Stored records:
========================

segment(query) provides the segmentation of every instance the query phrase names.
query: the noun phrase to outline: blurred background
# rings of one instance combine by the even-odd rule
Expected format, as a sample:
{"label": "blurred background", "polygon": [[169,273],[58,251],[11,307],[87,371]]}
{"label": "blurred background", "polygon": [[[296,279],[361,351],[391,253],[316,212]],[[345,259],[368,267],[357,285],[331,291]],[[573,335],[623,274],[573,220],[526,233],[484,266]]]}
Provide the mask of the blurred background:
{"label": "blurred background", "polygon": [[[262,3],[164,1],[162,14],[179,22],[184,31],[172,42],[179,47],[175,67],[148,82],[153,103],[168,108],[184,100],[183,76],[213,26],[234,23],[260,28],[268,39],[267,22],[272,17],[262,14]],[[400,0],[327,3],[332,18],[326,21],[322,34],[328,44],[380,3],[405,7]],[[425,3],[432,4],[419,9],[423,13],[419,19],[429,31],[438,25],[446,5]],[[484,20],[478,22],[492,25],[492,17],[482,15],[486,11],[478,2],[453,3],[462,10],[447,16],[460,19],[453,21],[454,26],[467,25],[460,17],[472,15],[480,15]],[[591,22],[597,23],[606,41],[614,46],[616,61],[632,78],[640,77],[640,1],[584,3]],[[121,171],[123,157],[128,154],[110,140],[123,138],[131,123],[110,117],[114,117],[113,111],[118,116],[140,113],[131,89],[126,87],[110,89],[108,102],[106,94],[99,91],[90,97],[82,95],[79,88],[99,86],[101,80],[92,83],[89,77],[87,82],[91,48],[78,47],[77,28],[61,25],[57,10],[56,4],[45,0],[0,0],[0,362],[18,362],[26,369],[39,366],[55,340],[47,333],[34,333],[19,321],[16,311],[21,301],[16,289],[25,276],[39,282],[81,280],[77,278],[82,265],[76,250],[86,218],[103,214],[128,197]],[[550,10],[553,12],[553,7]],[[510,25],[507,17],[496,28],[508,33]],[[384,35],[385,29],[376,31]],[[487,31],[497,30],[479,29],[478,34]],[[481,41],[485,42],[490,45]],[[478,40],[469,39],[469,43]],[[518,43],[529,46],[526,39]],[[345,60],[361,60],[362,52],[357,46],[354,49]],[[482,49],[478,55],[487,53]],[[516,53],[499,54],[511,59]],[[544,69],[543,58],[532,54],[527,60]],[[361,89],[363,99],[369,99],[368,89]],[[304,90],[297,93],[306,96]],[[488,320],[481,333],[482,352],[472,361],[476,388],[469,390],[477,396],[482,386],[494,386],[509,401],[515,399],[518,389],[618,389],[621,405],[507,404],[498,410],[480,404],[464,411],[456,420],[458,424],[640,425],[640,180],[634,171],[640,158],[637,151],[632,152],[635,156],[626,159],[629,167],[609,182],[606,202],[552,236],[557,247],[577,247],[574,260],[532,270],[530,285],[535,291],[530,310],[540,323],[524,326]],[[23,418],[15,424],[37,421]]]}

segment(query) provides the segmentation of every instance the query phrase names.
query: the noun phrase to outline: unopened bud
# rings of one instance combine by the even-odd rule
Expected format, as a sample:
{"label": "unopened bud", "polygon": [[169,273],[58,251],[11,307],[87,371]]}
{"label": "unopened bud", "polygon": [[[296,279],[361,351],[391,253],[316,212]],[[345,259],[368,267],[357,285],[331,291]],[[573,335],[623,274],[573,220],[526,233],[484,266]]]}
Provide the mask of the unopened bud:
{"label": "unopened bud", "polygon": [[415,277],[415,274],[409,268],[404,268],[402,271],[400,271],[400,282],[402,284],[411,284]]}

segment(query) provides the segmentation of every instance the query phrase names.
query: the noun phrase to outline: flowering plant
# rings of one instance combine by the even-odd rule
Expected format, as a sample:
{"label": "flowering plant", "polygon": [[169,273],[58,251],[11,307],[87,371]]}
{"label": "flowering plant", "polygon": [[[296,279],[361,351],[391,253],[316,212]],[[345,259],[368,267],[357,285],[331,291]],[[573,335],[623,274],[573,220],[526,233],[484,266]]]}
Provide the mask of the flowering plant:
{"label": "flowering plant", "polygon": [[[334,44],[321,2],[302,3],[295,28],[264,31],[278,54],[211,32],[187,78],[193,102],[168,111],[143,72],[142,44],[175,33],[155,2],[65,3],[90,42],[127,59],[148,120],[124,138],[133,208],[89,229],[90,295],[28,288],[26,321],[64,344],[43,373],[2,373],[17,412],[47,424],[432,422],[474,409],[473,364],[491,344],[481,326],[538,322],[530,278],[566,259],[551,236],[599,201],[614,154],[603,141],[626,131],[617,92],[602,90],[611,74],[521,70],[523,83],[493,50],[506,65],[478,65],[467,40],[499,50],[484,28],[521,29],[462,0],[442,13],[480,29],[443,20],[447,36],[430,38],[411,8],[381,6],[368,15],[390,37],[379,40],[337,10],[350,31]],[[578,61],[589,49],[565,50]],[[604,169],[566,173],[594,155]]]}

========================

• Requirements:
Reproduce every line of the records above verbatim, with no changes.

• Right answer:
segment(query) provides the segmentation of every instance the query phrase names.
query: the noun phrase to outline: blurred background
# rings of one instance combine by the even-odd rule
Expected format, as a sample:
{"label": "blurred background", "polygon": [[169,273],[58,251],[11,307],[87,371]]}
{"label": "blurred background", "polygon": [[[296,279],[361,351],[391,253],[316,212]],[[345,259],[368,267],[357,285],[331,291]],[[573,335],[623,274],[573,220],[526,233],[484,266]]]}
Provide the mask of the blurred background:
{"label": "blurred background", "polygon": [[[262,3],[164,1],[162,14],[179,22],[184,31],[172,42],[179,47],[175,67],[148,82],[153,103],[168,108],[184,100],[183,76],[213,26],[234,23],[260,28],[268,39],[267,22],[272,17],[262,14]],[[400,0],[327,3],[332,18],[326,21],[322,34],[328,44],[380,3],[405,7]],[[425,3],[432,4],[419,9],[423,13],[419,19],[429,31],[438,25],[446,5]],[[484,20],[478,22],[492,25],[492,17],[482,15],[486,11],[478,2],[453,3],[462,10],[447,16],[460,19],[453,21],[454,26],[467,25],[460,17],[472,15],[480,15]],[[591,22],[597,23],[606,41],[614,46],[616,61],[632,78],[640,77],[640,1],[584,3]],[[121,171],[123,157],[128,154],[110,140],[123,138],[131,123],[110,117],[114,117],[113,111],[118,116],[140,113],[131,89],[126,87],[110,89],[108,102],[106,94],[99,91],[90,97],[82,95],[79,88],[99,86],[101,80],[92,83],[89,77],[87,82],[91,48],[78,47],[77,28],[61,25],[57,10],[56,4],[45,0],[0,0],[0,362],[18,362],[26,369],[39,366],[55,340],[47,333],[34,333],[19,321],[16,311],[21,301],[16,289],[25,276],[39,282],[81,280],[77,278],[82,265],[76,250],[86,218],[103,214],[128,197]],[[550,10],[553,12],[553,7]],[[510,25],[507,17],[496,28],[508,33]],[[384,35],[385,29],[376,31]],[[487,31],[497,30],[479,29],[478,34]],[[481,41],[485,42],[490,45]],[[478,40],[469,39],[469,43]],[[518,43],[529,46],[526,39]],[[345,60],[361,60],[362,52],[357,46],[354,49]],[[482,49],[478,55],[487,53]],[[516,53],[499,54],[511,59]],[[544,69],[543,58],[532,54],[527,60]],[[361,89],[363,99],[369,99],[368,89]],[[304,90],[297,93],[306,96]],[[488,320],[481,333],[482,352],[472,361],[476,388],[469,390],[477,396],[482,386],[494,386],[509,401],[515,399],[518,389],[618,389],[621,405],[507,404],[498,410],[480,404],[464,411],[456,420],[458,424],[640,425],[640,180],[634,171],[640,158],[637,151],[632,152],[635,156],[626,159],[629,167],[609,182],[606,202],[552,236],[557,247],[577,247],[574,260],[532,270],[530,285],[535,291],[530,310],[540,323],[524,326]],[[23,418],[15,424],[37,421]]]}

segment(query) provides the segmentation of every instance the query phrase names.
query: the noun phrase to outline: unopened bud
# rings of one instance combine by the even-odd rule
Expected format, as a sample:
{"label": "unopened bud", "polygon": [[169,273],[58,251],[11,307],[87,371]]}
{"label": "unopened bud", "polygon": [[[296,279],[361,351],[391,253],[316,212]],[[345,259],[368,267],[357,285],[331,291]],[[573,335],[623,274],[573,220],[526,233],[484,266]]]}
Provide the mask of the unopened bud:
{"label": "unopened bud", "polygon": [[415,277],[415,274],[409,268],[404,268],[402,271],[400,271],[400,282],[402,284],[411,284]]}

segment(query) provides the segmentation of every instance the query phrase names.
query: the noun phrase to outline: flowering plant
# rings of one instance combine by the even-odd rule
Expected format, as a sample:
{"label": "flowering plant", "polygon": [[169,273],[58,251],[11,307],[87,371]]}
{"label": "flowering plant", "polygon": [[[296,279],[361,351],[391,253],[316,212]],[[345,259],[368,267],[357,285],[331,291]],[[573,335],[623,274],[573,220],[526,233],[484,266]]]}
Provide the mask of the flowering plant:
{"label": "flowering plant", "polygon": [[[334,44],[321,2],[302,3],[295,28],[264,31],[278,54],[211,32],[187,78],[193,102],[168,111],[143,72],[142,44],[175,33],[155,2],[65,3],[90,42],[127,59],[148,120],[124,138],[133,208],[89,229],[90,295],[28,288],[26,321],[64,344],[43,373],[2,373],[17,412],[47,424],[432,422],[474,409],[473,364],[491,344],[481,326],[538,322],[530,278],[566,259],[551,236],[599,201],[614,154],[603,141],[626,131],[617,92],[602,90],[611,74],[521,70],[523,83],[493,50],[506,65],[478,65],[467,40],[499,50],[484,28],[521,29],[462,0],[442,13],[480,29],[443,20],[447,36],[430,38],[411,8],[381,6],[368,15],[390,37],[379,40],[337,10],[350,31]],[[578,61],[589,49],[565,50]],[[604,169],[566,173],[594,155]]]}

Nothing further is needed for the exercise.